▶ _WORK REQUEST_
In the lines below, the string "lounge" may appear; say how many lines hold it and give nothing more.

▶ _DATA FOR ANALYSIS_
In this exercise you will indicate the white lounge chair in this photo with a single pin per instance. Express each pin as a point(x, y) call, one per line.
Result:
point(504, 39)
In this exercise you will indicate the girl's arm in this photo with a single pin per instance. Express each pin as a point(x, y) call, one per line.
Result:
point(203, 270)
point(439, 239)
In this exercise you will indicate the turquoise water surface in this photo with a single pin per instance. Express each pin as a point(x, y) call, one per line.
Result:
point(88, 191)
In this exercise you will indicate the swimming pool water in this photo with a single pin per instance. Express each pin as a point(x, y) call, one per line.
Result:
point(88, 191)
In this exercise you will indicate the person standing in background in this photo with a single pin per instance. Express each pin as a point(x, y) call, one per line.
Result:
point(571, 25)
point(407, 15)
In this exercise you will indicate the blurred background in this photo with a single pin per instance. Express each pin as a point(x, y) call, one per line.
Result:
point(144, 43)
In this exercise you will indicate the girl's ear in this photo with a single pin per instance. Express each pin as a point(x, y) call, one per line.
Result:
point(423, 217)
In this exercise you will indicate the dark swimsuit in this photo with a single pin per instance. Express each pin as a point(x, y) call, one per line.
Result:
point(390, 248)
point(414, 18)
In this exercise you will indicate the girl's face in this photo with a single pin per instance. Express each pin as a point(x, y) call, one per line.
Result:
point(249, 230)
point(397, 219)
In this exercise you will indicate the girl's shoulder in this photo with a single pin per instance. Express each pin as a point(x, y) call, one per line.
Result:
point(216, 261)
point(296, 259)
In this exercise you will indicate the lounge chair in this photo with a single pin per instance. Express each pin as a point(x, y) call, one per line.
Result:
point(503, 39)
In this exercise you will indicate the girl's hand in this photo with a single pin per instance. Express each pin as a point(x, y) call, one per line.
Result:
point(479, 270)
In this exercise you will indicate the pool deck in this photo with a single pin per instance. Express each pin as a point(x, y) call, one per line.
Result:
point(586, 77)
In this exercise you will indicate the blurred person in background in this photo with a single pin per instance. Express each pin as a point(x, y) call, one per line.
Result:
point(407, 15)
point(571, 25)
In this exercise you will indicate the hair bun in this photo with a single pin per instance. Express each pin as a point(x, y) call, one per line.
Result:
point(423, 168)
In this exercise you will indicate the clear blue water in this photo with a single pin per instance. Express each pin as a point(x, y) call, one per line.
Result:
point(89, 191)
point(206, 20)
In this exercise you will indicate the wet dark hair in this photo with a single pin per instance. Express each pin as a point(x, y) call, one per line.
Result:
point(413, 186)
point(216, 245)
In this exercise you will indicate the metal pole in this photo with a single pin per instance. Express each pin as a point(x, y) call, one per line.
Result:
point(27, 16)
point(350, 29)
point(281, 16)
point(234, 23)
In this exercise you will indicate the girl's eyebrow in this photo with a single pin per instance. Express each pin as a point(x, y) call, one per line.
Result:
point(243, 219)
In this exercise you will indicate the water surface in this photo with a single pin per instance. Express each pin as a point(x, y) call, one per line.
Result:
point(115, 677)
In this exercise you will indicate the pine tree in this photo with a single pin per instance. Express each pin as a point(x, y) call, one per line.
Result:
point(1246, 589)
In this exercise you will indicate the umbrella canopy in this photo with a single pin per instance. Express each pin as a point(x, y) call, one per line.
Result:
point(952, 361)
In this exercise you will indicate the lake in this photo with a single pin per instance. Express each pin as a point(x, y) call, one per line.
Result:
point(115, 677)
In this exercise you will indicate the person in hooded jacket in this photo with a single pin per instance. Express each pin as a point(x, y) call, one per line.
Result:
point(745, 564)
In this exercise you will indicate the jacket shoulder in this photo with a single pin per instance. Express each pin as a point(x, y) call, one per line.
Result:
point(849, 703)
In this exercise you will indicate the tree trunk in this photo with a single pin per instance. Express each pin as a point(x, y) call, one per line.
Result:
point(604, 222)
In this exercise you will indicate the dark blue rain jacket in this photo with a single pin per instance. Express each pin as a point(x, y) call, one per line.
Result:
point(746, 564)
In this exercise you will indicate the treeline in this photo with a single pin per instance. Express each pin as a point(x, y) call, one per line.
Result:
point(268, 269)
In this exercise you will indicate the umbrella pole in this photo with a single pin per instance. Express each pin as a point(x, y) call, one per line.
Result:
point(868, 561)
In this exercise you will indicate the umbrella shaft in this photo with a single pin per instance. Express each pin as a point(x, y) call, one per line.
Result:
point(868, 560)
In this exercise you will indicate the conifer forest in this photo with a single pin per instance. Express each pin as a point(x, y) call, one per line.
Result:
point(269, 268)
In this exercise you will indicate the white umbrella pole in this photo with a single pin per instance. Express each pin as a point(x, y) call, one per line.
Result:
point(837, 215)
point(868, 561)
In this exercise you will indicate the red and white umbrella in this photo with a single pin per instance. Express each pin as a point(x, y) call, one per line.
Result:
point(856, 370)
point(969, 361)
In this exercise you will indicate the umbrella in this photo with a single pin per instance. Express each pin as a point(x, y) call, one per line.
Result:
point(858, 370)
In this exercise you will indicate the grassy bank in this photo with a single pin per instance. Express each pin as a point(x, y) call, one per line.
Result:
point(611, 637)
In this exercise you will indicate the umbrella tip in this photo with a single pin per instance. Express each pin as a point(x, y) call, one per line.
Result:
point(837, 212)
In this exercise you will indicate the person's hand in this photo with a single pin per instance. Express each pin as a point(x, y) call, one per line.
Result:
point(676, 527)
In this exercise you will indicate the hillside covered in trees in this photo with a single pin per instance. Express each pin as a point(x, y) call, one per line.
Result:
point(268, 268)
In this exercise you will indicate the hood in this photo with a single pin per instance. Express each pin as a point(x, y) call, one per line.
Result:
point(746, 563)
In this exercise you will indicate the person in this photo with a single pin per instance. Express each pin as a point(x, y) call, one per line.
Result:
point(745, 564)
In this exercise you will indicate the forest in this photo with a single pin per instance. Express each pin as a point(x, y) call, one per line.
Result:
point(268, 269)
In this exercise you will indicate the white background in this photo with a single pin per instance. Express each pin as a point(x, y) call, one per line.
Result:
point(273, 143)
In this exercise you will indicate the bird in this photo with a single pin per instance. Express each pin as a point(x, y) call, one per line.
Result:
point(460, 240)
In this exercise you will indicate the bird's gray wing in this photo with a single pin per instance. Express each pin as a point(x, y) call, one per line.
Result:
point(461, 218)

▶ _RESPONSE FOR THIS EXERCISE_
2